**Task details:**
Give the listing again exactly, omitting its images.

** Exercise data follows **

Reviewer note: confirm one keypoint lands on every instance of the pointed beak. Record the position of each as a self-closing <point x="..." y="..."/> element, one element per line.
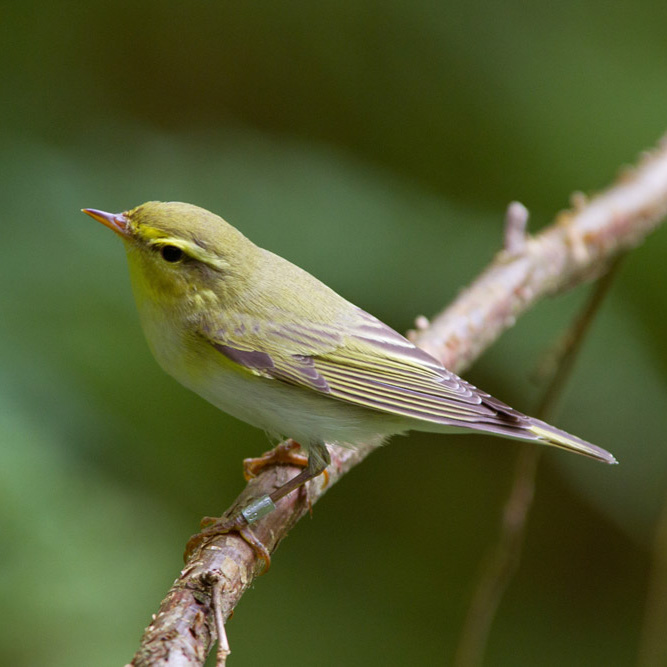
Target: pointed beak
<point x="116" y="222"/>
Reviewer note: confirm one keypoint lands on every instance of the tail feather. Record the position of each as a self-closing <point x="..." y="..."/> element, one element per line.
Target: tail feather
<point x="553" y="436"/>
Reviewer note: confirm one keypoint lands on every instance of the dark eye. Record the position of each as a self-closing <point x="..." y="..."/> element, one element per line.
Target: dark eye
<point x="171" y="253"/>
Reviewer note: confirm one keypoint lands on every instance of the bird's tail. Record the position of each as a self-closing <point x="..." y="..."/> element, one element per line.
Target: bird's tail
<point x="552" y="436"/>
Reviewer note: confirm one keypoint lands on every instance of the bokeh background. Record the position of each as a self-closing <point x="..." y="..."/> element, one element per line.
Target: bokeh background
<point x="377" y="145"/>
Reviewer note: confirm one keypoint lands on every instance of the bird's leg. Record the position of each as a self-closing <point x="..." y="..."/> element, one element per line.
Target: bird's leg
<point x="317" y="462"/>
<point x="284" y="453"/>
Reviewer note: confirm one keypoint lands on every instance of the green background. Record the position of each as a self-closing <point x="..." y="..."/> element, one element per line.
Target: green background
<point x="377" y="145"/>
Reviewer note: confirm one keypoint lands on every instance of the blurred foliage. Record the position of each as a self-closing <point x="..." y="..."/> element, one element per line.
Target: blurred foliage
<point x="376" y="145"/>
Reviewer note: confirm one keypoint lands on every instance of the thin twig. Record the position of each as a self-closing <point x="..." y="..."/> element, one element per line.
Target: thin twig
<point x="578" y="247"/>
<point x="223" y="643"/>
<point x="503" y="560"/>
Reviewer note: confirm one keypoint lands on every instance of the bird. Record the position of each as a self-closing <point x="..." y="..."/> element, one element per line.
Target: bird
<point x="271" y="345"/>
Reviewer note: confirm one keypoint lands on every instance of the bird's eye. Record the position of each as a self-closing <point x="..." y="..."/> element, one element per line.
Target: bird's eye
<point x="171" y="253"/>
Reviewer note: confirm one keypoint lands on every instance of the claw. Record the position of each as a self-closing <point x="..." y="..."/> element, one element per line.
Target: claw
<point x="282" y="454"/>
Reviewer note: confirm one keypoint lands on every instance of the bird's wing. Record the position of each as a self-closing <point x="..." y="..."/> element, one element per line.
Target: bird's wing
<point x="360" y="361"/>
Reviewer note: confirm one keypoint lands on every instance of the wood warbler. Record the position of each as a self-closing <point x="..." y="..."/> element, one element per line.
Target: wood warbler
<point x="270" y="344"/>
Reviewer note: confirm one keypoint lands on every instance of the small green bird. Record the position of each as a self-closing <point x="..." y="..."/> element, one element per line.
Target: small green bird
<point x="271" y="345"/>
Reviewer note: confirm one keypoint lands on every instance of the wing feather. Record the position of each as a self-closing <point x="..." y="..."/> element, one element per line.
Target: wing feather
<point x="361" y="361"/>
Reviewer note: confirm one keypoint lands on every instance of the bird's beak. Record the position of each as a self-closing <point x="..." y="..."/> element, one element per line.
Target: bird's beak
<point x="116" y="222"/>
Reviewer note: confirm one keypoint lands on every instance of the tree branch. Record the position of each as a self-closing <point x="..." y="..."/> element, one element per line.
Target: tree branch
<point x="577" y="247"/>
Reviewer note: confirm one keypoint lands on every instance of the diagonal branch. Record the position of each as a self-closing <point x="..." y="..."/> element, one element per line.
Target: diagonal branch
<point x="577" y="247"/>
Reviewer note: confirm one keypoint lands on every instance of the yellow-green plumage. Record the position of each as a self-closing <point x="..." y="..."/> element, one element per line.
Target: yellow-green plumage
<point x="270" y="344"/>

** End of Exercise data **

**Response to this task:**
Reviewer note: confirm one keypoint lands on every instance of the pointed beak. Record the position of each as a self-closing <point x="..." y="..."/> element, one element per line.
Target: pointed beak
<point x="116" y="222"/>
Reviewer note: confirm one keypoint lands on every instance of the tail feather. Record the position of each as a self-closing <point x="..." y="..."/> element, one element per line.
Target: tail feather
<point x="553" y="436"/>
Reviewer note: confirm one keypoint lands on every instance of the dark eye. Record the position of each as a self-closing <point x="..." y="..."/> element, one element per line.
Target: dark eye
<point x="171" y="253"/>
Reviewer note: confirm one keypoint lands on every instance of the bird's tail. Record the position of each as a self-closing <point x="..." y="..."/> element, one element per line.
Target: bird's tail
<point x="552" y="436"/>
Reviewer note: confirm one keypoint lands on every instance of the bokeh background. Record the position of each as a self-closing <point x="..." y="..."/> element, one element per line.
Target: bokeh background
<point x="377" y="145"/>
Reviewer note: confirm one keypoint lands on every instance of the bird's leg. Record the position of each as a self-closing <point x="..." y="..."/> element, one element per line.
Target: bird's leg
<point x="317" y="462"/>
<point x="284" y="453"/>
Reviewer note: confirm one keypoint lands on every instance of the green background. Record the position of each as a self-closing <point x="..." y="..."/> element, one element per line.
Target: green background
<point x="377" y="145"/>
Reviewer note: confirm one keypoint lands on every instance of the blurred foliage. Record the position of each as a self-closing <point x="..." y="..."/> element, one element per line.
Target: blurred foliage
<point x="376" y="145"/>
Reviewer note: confirm one keypoint lands on every instance of the thin twig. Record the position of each as a self-closing <point x="..." y="..."/> element, one element per line.
Target: thin twig
<point x="578" y="247"/>
<point x="223" y="643"/>
<point x="503" y="560"/>
Reviewer note: confirm one keypoint lands on every instance of the bird. Record the position of each as a self-closing <point x="..." y="..."/> element, one element per line.
Target: bird
<point x="271" y="345"/>
Reviewer note: confirm one keypoint lands on every instance of the bird's eye. Record the position of each as a self-closing <point x="..." y="..."/> element, one element per line.
Target: bird's eye
<point x="171" y="253"/>
Reviewer note: confirm one keypoint lands on every instance of the claw. Record the position of each as a self-closing <point x="..." y="..."/> element, one element per line.
Target: claw
<point x="282" y="454"/>
Reviewer note: confirm one keypoint lands on every instance of the bird's wing. Record the position of each as a self-closing <point x="..." y="..."/> element, one element per line.
Target: bird's wing
<point x="360" y="361"/>
Reviewer note: confirm one keypoint lands on every instance of the wood warbler. Record the position of each as a self-closing <point x="..." y="..."/> element, one element per line.
Target: wood warbler
<point x="270" y="344"/>
Reviewer note: confirm one keypoint lands on every instance of the small green bird. Record the position of each as a self-closing <point x="..." y="..."/> element, one element per line.
Target: small green bird
<point x="271" y="345"/>
Reviewer note: confirm one keypoint lands on every instance of the wing feather. Record the position of each as a self-closing <point x="..." y="..."/> element, one element per line.
Target: wing feather
<point x="361" y="361"/>
Reviewer note: confirm one keypoint lands on every instance of the bird's beak. Record the position of each as a self-closing <point x="..." y="..."/> element, one element per line.
Target: bird's beak
<point x="116" y="222"/>
Reviewer note: confirm one keypoint lands on every instance of the tree branch. Record the position of each as a self-closing <point x="..." y="..."/> element, one element per line.
Target: tree branch
<point x="577" y="247"/>
Reviewer note: confirm one keypoint lands on every instance of the diagonal branch. Record the position of each as a self-closing <point x="..." y="..."/> element, one element per line.
Target: diagonal branch
<point x="577" y="247"/>
Reviewer note: confirm one keypoint lands on every instance of the yellow-green plumage. Record the position of each as a self-closing <point x="..." y="..."/> element, one element per line.
Target: yellow-green plumage
<point x="270" y="344"/>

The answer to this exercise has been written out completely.